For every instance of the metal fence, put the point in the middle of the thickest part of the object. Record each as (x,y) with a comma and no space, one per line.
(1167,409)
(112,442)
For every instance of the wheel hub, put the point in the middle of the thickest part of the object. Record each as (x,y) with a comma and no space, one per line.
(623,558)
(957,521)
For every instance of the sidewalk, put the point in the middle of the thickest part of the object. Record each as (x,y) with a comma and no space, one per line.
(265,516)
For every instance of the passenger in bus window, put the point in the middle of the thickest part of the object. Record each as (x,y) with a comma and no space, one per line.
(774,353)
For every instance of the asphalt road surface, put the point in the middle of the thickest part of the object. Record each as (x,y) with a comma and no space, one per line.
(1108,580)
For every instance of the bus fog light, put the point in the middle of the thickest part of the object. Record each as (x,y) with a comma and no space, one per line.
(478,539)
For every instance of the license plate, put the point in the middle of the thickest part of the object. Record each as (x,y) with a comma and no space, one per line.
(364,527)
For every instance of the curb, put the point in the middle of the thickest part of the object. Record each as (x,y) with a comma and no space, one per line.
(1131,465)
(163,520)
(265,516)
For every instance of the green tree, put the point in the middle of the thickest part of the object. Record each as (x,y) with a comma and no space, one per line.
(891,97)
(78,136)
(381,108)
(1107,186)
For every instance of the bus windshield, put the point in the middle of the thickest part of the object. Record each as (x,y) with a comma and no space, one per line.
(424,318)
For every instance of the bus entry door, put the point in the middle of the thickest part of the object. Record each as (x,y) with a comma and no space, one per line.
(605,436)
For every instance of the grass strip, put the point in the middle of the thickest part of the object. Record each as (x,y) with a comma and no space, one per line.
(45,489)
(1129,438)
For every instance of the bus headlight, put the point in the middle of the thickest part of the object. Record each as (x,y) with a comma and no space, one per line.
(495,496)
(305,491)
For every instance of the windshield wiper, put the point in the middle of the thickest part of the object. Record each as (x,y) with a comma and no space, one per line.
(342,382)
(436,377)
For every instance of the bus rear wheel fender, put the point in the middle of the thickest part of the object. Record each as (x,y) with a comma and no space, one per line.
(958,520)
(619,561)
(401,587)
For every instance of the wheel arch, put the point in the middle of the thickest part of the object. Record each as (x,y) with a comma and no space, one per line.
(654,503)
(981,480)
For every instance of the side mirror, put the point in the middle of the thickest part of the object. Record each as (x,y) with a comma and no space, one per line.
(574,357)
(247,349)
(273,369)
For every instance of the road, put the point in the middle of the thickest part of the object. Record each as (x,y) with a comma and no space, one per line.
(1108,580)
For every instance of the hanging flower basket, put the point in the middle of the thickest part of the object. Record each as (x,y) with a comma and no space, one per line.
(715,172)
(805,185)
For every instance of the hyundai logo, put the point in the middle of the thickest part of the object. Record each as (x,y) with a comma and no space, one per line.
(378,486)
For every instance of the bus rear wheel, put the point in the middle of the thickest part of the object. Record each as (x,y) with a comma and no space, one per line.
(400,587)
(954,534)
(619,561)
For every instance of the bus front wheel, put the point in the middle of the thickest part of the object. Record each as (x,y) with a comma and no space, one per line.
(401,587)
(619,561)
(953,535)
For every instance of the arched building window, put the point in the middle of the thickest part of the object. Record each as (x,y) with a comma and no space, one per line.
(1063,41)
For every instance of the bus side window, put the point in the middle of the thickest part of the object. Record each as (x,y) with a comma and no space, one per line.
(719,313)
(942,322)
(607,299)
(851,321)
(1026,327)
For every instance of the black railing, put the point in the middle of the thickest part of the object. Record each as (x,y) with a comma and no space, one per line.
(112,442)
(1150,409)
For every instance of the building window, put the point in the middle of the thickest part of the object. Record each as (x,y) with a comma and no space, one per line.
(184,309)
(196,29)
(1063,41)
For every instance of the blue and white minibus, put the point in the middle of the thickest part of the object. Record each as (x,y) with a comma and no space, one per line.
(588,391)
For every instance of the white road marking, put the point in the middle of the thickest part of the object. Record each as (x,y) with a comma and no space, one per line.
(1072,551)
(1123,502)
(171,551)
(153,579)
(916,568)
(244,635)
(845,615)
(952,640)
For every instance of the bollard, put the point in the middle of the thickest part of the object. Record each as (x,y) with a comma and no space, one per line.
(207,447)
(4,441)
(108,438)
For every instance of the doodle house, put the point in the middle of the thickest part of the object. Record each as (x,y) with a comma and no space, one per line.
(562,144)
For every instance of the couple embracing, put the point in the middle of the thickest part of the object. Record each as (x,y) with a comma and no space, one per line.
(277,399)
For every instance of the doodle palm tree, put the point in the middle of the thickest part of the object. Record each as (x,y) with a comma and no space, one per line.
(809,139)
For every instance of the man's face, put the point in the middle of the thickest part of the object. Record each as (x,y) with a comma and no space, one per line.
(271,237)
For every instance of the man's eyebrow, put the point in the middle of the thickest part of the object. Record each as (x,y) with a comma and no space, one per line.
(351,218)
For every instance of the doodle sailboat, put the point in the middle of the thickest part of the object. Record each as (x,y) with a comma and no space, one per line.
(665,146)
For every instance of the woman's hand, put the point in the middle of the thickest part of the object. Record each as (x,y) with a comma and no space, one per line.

◆ WHAT TO WORK ON ◆
Copy out the data shown above without altering anything.

◆ ANSWER IN FULL ◆
For every instance of the metal fence, put the point in the middle of the thickest part of the object. Record each as (x,y) with a comma and no space, one per line.
(1167,409)
(112,442)
For every instance of the wheel hub, put the point in the middle of the thickest part of the object. Record each as (x,y) with a comma and no space, one per line.
(623,558)
(957,521)
For every instance of the sidewalk, put the point in the middle of the thickest part of the object. Record each as (x,y) with a comma and no space, one per line.
(265,516)
For every instance of the passenger in bus window, put the point in the middle of the thickest part of the object. Record each as (x,y) with a comma and no space, one per line.
(774,353)
For every instance of the asphalt road surface, put the point in the middle of the thickest part of the object. Record each as (x,y) with a comma and no space, one per line.
(1108,580)
For every instance of the bus fog light, put the point in the middle of the thickest part of the object. Record each as (x,y) with a comma and no space, one per line.
(478,539)
For every instance of the license plate, put the point in the middle of the thickest part of the object. Record each as (x,y) with a comma and no space, one per line.
(364,527)
For every instance of the curb, put the point in the middle of the thickest part of the object. Record each as (x,y) with a comma and no space, one per line.
(1131,465)
(163,520)
(265,516)
For every instance of the green tree, put the point in the middle of the thickest part of the object. Record each as (x,y) with a comma and no space, one per line.
(891,97)
(78,136)
(381,108)
(1107,186)
For every instance of the bus windshield, put the point in the middle of the thickest part of the object. Record each as (x,y) with a comma and no space, one per line.
(424,318)
For every instance of the bus entry door, put the point in the middle of the thickest part of the object. Record each as (x,y) with a comma and no space, one per line.
(605,436)
For every instance of the grass strip, put the point in the middle of the thickest part of the object. Record each as (x,y) with a comma and no space, one per line.
(45,489)
(1129,438)
For every instance of the bus headlight, put the point in the middle of the thickest part of the object. Record each as (x,y) with a comma and no space, one per line.
(495,496)
(305,491)
For every instance of the windshield wiper, put the point in the middle of the thickest part of the object. Record each as (x,y) with a comma and no space, one per line.
(342,382)
(436,377)
For every instance of the bus rear wheel fender, put the point in the middle of the thickest part of the object. Record each as (x,y) with a comma and no space, one per line.
(958,520)
(619,561)
(401,587)
For every instance of the wheel arch, put the point in the middle of the thickest part of the object. Record each as (x,y) with a comma and no space, one per line.
(654,503)
(981,480)
For every instance of the side mirror, put the point in the middle of the thickest part of the object. Record each as (x,y) with a comma and no space, one per line.
(574,357)
(247,349)
(273,369)
For every instance of the road, put the point in the middle of the thickest part of the object. Record each as (x,y) with a comma and no space, one per line.
(1108,580)
For every instance of the hanging flower basket, put the point in the middle of the thickest part of the object. Record each as (x,y) with a comma and no space, one per line.
(715,172)
(805,185)
For every instance of the hyundai logo, put the point in the middle of the thickest part of the object. Record each as (x,y) with a comma and no space, one per line.
(378,486)
For every instance of the bus rear wheel, put the point in the middle of the thickest part of the object. Record each as (x,y) with a comma and no space, one per line.
(400,587)
(954,534)
(619,561)
For every instance of the bus front wheel, put the point in the middle of the thickest part of the object. Record each as (x,y) with a comma and no space, one per line.
(401,587)
(619,561)
(953,535)
For every instance of the arched building window, put the point in the middle of the thickest part of the object. Record each as (x,y) with a comma and no space, one per line.
(1063,41)
For every instance of the bus side window, put the point in the middle of the thickest part of the object. Record each as (x,y) with a comma and no space, one per line.
(719,313)
(942,322)
(607,299)
(851,321)
(1026,327)
For every instance of the black railing, put the point in the middle of the thickest part of the object. Record each as (x,y) with a comma and no space, one per line.
(112,442)
(1150,409)
For every instance of the building window, put the point in the middle of the thickest part of the object. Record each as (x,y) with a comma and no space, one per line.
(184,309)
(196,29)
(1063,41)
For every instance of the blue and white minibus, put the point in the middle of the thickest part of the object. Record each as (x,y) with a comma and no space, one per line.
(588,391)
For every instance of the white road marking, put the point in the middle of the thickest part of the object. Record each as (x,y) with a comma and no space, one per line.
(1072,551)
(1123,502)
(171,551)
(153,579)
(916,568)
(244,635)
(845,615)
(952,640)
For every instance of the bollard, put the point in the middle of the thickest part of the object. Record each as (x,y) with a comma and no space, one per line.
(207,447)
(4,441)
(108,438)
For every instance of the doodle house, put the point in the middle of the thickest part of the object. Record each as (x,y) with a comma and no space, one per line.
(562,144)
For every instance of the couple embracing, put the point in the middle of the thickest part of the object. Record each as (x,y) with a comma and no space, one per line.
(277,399)
For every instance of the doodle palm tree, put the point in the middle of the thickest part of the object. Record each as (x,y) with a comma and no space, one per line.
(809,139)
For every instance of the man's face, put the point in the middle of the thickest part of the object. Record each as (x,y) with a comma and no space, one per line.
(271,237)
For every instance of the man's eyebrow, put the point in the middle of the thickest part of the object. Record each as (x,y) with a comma and no space, one per line.
(351,218)
For every instance of the doodle sailboat, put the point in the middle of the thickest part of the object. Record each as (x,y) with a comma and no space, one per line.
(665,146)
For every instance of the woman's hand, put the point in the middle of the thickest part of the object. Record each as (x,y) with a comma and no space, one per line.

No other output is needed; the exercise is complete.